### Supplied material:
○ ○ ○
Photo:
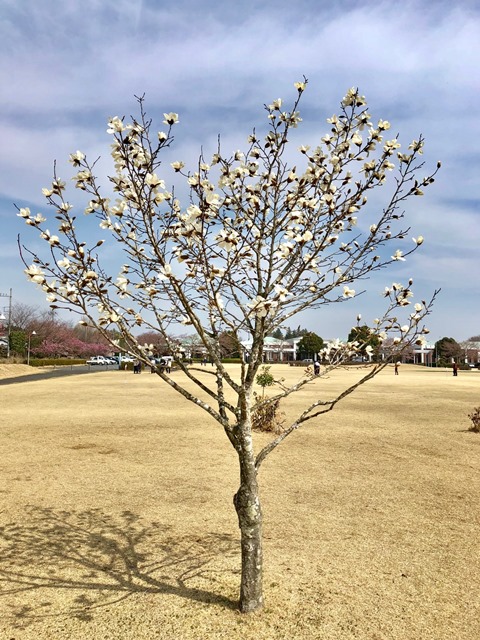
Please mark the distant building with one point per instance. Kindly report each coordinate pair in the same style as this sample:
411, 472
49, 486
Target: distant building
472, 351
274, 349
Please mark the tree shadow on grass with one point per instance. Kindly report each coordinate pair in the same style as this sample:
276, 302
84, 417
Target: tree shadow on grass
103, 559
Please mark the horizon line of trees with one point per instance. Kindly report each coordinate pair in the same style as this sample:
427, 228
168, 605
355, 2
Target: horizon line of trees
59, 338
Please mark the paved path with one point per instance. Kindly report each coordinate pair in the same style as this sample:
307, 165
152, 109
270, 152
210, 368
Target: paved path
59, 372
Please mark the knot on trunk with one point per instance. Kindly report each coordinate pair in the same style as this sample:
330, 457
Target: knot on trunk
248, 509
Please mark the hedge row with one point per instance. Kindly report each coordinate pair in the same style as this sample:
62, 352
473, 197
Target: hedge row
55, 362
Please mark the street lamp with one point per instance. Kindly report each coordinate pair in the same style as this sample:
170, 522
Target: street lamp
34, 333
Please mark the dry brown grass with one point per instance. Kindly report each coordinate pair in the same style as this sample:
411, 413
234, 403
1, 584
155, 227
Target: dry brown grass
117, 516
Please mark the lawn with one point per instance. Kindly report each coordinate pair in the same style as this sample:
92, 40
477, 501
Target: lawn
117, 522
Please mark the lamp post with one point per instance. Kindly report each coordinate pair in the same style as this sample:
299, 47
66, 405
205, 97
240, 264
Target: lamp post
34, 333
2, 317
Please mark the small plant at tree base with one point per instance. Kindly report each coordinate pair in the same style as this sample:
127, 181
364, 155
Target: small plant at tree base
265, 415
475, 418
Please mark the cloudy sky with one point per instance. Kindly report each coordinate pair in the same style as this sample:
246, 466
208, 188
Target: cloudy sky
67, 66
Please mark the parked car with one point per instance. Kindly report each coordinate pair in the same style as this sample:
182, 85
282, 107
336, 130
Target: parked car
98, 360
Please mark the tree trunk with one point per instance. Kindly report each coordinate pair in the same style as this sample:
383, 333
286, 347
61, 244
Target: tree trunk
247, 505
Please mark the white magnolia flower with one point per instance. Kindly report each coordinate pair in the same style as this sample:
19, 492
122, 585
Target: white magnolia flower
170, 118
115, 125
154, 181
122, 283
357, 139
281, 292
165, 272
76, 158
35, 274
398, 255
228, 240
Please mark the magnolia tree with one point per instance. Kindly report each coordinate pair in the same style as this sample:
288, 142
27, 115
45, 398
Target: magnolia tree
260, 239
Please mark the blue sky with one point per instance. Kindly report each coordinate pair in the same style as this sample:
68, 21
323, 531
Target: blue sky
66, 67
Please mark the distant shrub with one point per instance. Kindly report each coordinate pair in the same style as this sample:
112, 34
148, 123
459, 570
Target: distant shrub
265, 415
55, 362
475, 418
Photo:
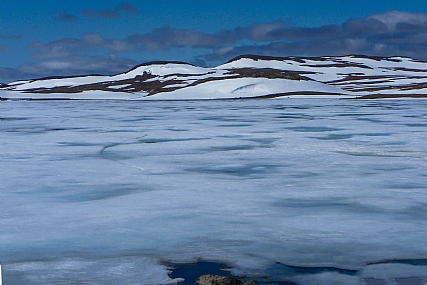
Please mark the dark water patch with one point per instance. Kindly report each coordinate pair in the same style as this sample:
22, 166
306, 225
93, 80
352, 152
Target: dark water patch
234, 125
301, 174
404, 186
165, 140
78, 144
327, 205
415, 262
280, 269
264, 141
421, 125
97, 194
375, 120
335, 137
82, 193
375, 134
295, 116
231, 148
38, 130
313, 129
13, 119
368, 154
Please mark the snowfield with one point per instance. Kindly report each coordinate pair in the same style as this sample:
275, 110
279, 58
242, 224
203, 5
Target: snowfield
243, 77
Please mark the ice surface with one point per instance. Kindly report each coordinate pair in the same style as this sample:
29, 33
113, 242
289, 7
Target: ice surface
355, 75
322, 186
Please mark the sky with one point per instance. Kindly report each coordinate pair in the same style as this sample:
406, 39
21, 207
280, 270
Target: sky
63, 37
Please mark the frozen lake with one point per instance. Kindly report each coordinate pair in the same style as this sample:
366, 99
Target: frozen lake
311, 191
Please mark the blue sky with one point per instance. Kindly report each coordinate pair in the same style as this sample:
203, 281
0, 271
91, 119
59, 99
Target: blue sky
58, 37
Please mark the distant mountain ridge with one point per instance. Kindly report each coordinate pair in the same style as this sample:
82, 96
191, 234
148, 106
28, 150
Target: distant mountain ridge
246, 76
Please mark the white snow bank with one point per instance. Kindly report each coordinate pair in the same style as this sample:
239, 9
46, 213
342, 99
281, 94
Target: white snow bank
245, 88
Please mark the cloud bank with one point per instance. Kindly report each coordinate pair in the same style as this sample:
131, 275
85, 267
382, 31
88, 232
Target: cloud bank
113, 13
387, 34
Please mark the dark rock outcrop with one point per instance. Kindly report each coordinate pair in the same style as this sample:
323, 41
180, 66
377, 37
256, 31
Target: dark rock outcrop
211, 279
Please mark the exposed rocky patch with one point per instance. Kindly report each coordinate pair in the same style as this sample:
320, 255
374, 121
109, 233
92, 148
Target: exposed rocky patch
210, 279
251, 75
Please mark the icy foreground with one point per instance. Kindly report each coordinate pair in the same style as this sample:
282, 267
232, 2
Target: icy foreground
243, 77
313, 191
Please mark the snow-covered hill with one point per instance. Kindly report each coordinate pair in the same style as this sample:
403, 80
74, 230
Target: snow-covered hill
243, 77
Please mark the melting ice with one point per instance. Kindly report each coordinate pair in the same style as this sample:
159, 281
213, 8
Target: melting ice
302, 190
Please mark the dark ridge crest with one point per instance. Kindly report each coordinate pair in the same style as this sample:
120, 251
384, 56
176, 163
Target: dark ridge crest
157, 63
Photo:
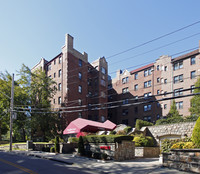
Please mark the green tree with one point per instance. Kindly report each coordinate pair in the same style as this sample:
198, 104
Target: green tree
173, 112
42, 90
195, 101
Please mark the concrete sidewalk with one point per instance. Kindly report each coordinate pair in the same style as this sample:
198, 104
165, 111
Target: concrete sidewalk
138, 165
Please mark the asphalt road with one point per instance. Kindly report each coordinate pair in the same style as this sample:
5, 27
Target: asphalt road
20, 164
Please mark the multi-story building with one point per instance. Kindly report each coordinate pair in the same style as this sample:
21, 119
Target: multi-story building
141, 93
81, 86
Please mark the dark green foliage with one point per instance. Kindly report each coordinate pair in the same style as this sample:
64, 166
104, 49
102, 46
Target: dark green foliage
○ ○ ○
Images are to be skipped, and each line above is to be returned exactly.

### Exercise result:
Photo:
Please mark the distant building with one point per instance. Kindly report each coordinate pair in the same style as this sample:
411, 472
49, 486
Target: distant building
472, 351
274, 349
Please mark the tree shadow on grass with one point per instance. Kindly report each coordinate pair in the same style as this sample:
276, 302
84, 417
Target: tree shadow on grass
103, 559
Please mark the horizon line of trees with one point per instance. Kindly report each coordinate pair in the same style as this sample:
427, 228
168, 605
355, 2
Target: horizon line of trees
59, 338
Please mark the paved path with one point per instance. Kindly report each coordinate pair in the same style as this sample:
307, 165
152, 109
270, 152
210, 368
Target: paved path
59, 372
Please mark the knot on trunk with one point per instance. Kindly report each coordinate pair in the same style as this sample:
330, 457
Target: knot on trunk
248, 509
Please mark the hedge row with one point per instance. Kindly report each coordinate pair in the same style as this sample:
62, 352
473, 197
Target: hedge row
55, 362
Please mark the street lamp with one point per instance. Kindly report each coordinate pair in the same style as this sample:
170, 522
Target: street lamp
34, 333
Please mark the dry brown grass with one point per instance. Kindly report each coordinate pair in the same style as this sample:
411, 413
234, 403
1, 584
155, 227
Target: dry brown grass
117, 516
Please mark the lawn with one point per instance. Kindly report each coordinate pair in the same style as this sample:
92, 40
477, 501
Target: lawn
117, 522
Please mark the lamp post with one point per instance. Kindly report each coordinate pair in the same style as this sample:
299, 47
66, 405
205, 97
240, 264
Target: lamp post
34, 333
2, 317
Please mark the small plant at tree base with one point per instance. Kindly report each coordinate pair in the same style as this sample:
127, 181
364, 155
Target: small plant at tree base
265, 415
475, 418
Please mark the cloudy sky with one point per instance. Kindly report each coordinate pair in the same style as this sample:
246, 466
208, 188
Target: cloudy sky
67, 66
Please mark the parked car with one point per instance. Kindly report each coordinate pair in the same style as this sample:
182, 85
282, 107
336, 130
Target: parked car
98, 360
Please mark the tree trunk with one point per instance. Kindly report each coordinate pair in the same style as this sample:
383, 333
286, 347
61, 244
Target: tree trunk
247, 505
Please mark the white magnolia flower with one point per instance. Kindly report each coordinate pair in the same style as this sample:
19, 492
122, 585
Target: white magnolia flower
170, 118
115, 125
154, 181
122, 283
357, 139
281, 292
165, 272
76, 158
35, 274
398, 255
228, 240
Please mark the magnolia tree with one point per instance. Kindly report each coordinate pair in the same style as this sample:
288, 142
27, 115
45, 398
Target: magnolia tree
260, 239
Please mark the blue sky with one point per instance. Kindly report each coordinate pair in the same style as this sample:
68, 21
323, 531
Target: blue sky
66, 67
Please mark the distant shrub with one point per instance. Kindly report each coordinate pair in the same style as this sample:
112, 34
148, 123
459, 570
Target: distant shrub
265, 415
55, 362
475, 418
Photo:
Please mark the dark water patch with one point per instance. Kindly report each coordinate pair in the same style as this sample:
22, 166
306, 225
93, 80
352, 152
Target: dark water patch
234, 125
301, 174
404, 186
165, 140
78, 144
327, 205
415, 262
280, 269
264, 141
421, 125
97, 194
375, 120
335, 137
82, 193
375, 134
295, 116
231, 148
38, 130
313, 129
13, 119
368, 154
Please mark the snowfield with one point per instance. Kindly report each coordinate pair in the same style as this sample:
275, 110
279, 58
242, 224
203, 5
Target: snowfield
243, 77
Please mark the ice surface with one point per instance. Kindly report each coordinate pair in the same style as this sample:
29, 33
113, 242
289, 7
Target: ice surface
355, 75
322, 186
Please mark the sky with one point per instance. Kindly report each coordinate pair in the same style as this sample:
406, 39
21, 207
280, 270
Target: sky
63, 37
Please mark the frozen lake with one point per instance. Kindly report each coordinate pair in the same style as this sample:
366, 99
Target: frozen lake
311, 191
Please mark the blue sky with one point per instance. Kindly report each coordinate pair in the same style as this sample:
203, 281
0, 271
91, 119
59, 99
Target: blue sky
58, 37
Please mark the distant mountain ridge with one point per instance. Kindly report each coordinate pair in the same style as this sample:
82, 96
191, 234
148, 106
28, 150
Target: distant mountain ridge
246, 76
Please mark the white snow bank with one point per instance. Kindly report each coordinate pair in the same style as this sample:
239, 9
46, 213
342, 99
281, 94
Target: white snow bank
245, 88
Please mark the cloud bank with one point per instance. Kindly report each coordinate pair in the same style as this sample:
131, 275
85, 267
382, 31
88, 232
Target: cloud bank
113, 13
387, 34
Please mark the dark rock outcrop with one point per instance. Kindly report each coordinate pair in the same style as this sample:
323, 41
180, 66
377, 37
256, 31
Target: dark rock outcrop
211, 279
Please mark the exposed rocky patch with one point per instance. Kindly report each coordinate pair in the same style as this sample:
320, 255
374, 121
109, 233
92, 148
Target: exposed rocky patch
210, 279
251, 75
Please mark the icy foreground with one point per instance. Kindly report each coordinate pair in the same style as this sample:
282, 267
232, 2
Target: icy foreground
243, 77
313, 191
Please mark the snow-covered hill with one point per instance. Kindly report each coordinate pair in the same style as this sample:
403, 80
74, 230
Target: snow-covered hill
243, 77
Please mark the melting ice with one point per instance. Kindly report each coordinate pair in the same style as this sample:
159, 281
213, 8
Target: melting ice
302, 190
Please mark the dark ridge crest with one point per instance. Kindly report each coordinate pair in the same style as this sample:
120, 251
384, 56
176, 163
Target: dark ridge crest
157, 63
Photo:
Please mark the green tree with one point per instance. Kindly report each coordinate pair in the same style as this sample:
198, 104
Target: green tree
173, 112
42, 90
195, 101
Please mark the concrete sidewalk with one point per instance. Kindly report each coordinate pair in the same style as this sample:
198, 104
165, 111
Target: concrete sidewalk
138, 165
Please mark the asphalt road with one point per instance. Kindly report each coordinate pair in the same style as this sample:
5, 27
Target: asphalt road
20, 164
Please mark the multi-story building with one point per instance. Kindly report each coordinate pair in the same style as this sample:
21, 119
Target: multi-story building
141, 93
81, 86
Please mark the dark green foliage with one point per instance. Kindly report each coordinate pair in the same style as this sample:
64, 166
104, 49
102, 46
Target: dark green foliage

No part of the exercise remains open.